SHORT TASK ▸ Repeat, without any change, the entries presented below.

DATA FOR THIS TASK ▸
___
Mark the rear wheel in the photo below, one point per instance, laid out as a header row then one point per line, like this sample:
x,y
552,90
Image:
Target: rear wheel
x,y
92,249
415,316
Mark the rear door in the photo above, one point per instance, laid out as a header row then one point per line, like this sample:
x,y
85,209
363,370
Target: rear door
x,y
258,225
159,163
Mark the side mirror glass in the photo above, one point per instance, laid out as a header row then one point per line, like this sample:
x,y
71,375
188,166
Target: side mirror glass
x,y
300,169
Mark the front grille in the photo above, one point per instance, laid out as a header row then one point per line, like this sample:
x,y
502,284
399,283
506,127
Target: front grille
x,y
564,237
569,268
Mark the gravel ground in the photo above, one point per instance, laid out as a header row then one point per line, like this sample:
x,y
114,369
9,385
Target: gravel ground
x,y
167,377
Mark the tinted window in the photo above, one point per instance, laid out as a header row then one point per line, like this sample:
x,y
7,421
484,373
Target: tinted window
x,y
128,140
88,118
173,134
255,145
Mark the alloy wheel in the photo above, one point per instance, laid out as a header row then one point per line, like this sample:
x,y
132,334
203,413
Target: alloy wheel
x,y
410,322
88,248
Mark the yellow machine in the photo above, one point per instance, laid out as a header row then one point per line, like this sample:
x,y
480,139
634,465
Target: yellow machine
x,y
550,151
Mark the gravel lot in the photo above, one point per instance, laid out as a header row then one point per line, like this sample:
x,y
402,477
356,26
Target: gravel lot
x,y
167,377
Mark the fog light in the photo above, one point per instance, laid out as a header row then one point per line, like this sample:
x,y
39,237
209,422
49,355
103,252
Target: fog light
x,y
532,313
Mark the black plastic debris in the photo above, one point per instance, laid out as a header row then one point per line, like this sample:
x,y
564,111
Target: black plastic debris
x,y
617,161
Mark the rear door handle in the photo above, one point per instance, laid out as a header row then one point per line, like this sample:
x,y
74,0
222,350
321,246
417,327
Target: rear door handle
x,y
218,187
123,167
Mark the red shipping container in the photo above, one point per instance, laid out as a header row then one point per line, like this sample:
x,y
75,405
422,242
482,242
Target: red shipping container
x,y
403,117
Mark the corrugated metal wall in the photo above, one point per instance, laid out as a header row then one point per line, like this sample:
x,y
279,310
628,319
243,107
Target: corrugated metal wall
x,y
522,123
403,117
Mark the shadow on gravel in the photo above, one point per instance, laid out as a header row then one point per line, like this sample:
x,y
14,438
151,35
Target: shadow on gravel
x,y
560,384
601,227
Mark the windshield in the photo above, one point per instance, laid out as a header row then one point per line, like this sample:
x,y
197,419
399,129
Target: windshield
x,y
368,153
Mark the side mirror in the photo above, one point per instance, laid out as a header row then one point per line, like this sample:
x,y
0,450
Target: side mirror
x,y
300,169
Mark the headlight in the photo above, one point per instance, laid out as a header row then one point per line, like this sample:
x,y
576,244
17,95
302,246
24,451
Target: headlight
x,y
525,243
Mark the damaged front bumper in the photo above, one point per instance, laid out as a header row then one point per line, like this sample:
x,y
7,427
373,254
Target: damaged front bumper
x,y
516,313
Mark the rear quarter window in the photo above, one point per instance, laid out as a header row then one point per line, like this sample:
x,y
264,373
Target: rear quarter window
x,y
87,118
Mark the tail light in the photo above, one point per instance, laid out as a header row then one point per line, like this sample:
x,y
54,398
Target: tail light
___
TASK RESPONSE ▸
Mark the rear wheel in the photo below, one point per instance, laid out as a header row then one point per line, like this sample:
x,y
552,90
Image:
Target: rear wheel
x,y
92,249
415,316
Mark the rear door in the photo above, one point per instance, laid out as a header row then one point per line, like this sample:
x,y
85,209
363,370
Target: rear door
x,y
258,225
159,163
Mark the side mirror glass in the photo above, one point per instance, laid out as a header row then one point per line, like this sample:
x,y
71,375
188,166
Target: side mirror glass
x,y
300,169
Mark the front grille in the photo above, one point per instance, laid out as a header row then one point per line, like this sample:
x,y
502,284
399,283
506,127
Target: front grille
x,y
564,237
569,268
Mark the gravel ground in the photo above, one point per instance, laid out as a header row then one point per line, like this sample:
x,y
114,369
9,385
Target: gravel ground
x,y
167,377
Mark the tinted window in the photo above, one point per instance, laid out as a header row then one point per line, like this sample:
x,y
7,421
484,373
Target: tinted window
x,y
128,140
88,118
173,134
255,145
Mark the alloy wheel in the photo above, one point per instance, laid out as a header row then one point per line, like this sample:
x,y
132,334
203,413
Target: alloy wheel
x,y
410,322
88,248
Mark the yellow machine in the photo above, one point per instance, laid out as a header row then one point per line, like this sample:
x,y
480,139
634,465
Target: yellow machine
x,y
550,151
Mark the gravel lot in the photo above, one point per instance, laid out as a header row then one point per line, like this sample:
x,y
402,477
356,26
Target: gravel lot
x,y
167,377
Mark the fog light in the photo above, one point per instance, laid out as a header row then one point per line, like this sample:
x,y
39,237
209,422
49,355
103,252
Target: fog light
x,y
532,313
Mark the black plastic debris in the photo above, one point per instance, laid out as a header row then one point per line, like this sample:
x,y
564,111
Target: black plastic debris
x,y
617,161
Mark the rear door handle in the photo above, one point per instance, laid out as a header row then one point per line, like this sample:
x,y
74,0
222,350
321,246
417,327
Target: rear door handle
x,y
218,187
123,167
Mark the red shipping container in the photo above, one point per instance, laid out as a header row then one point per line, like this sample:
x,y
75,405
422,242
482,242
Target: red shipping container
x,y
403,117
Mark the corrugated metal wall in the photo above, one point per instance, laid out as a header row then one point per line, like this sample:
x,y
279,310
628,319
243,107
Target: corrugated metal wall
x,y
522,123
403,117
Mark the shadow on gravel in the photo above, one point per instance, laid out as a header row then one point per line, like this sample:
x,y
14,438
151,35
Target: shadow on gravel
x,y
560,384
601,227
Mark the windshield in the photo above, one point per instance, laid out as a header row then one point per line, like this sample:
x,y
197,419
399,129
Target: windshield
x,y
368,153
Mark the side mirror in the photo above, one point per instance, laid out as a header row then one point per line, like this sample:
x,y
0,450
Target: side mirror
x,y
300,169
Mark the headlight in the photo above, one point per instance, laid out as a header row then one point per line, like this sample:
x,y
576,244
17,95
302,246
24,451
Target: headlight
x,y
525,243
Mark the damaged front bumper in the photo above, one point per instance, laid out as a header row then one point per line, like this sample:
x,y
7,427
373,254
Target: damaged front bumper
x,y
516,313
Mark the rear quarter window in the photo above, one point per instance, laid out as a header row then one point per line, like this sample:
x,y
264,373
Target: rear quarter window
x,y
87,118
Mark the tail light in the photo above, one point per instance, laid out as a header row then one point per line, like this sample:
x,y
54,398
Target: tail light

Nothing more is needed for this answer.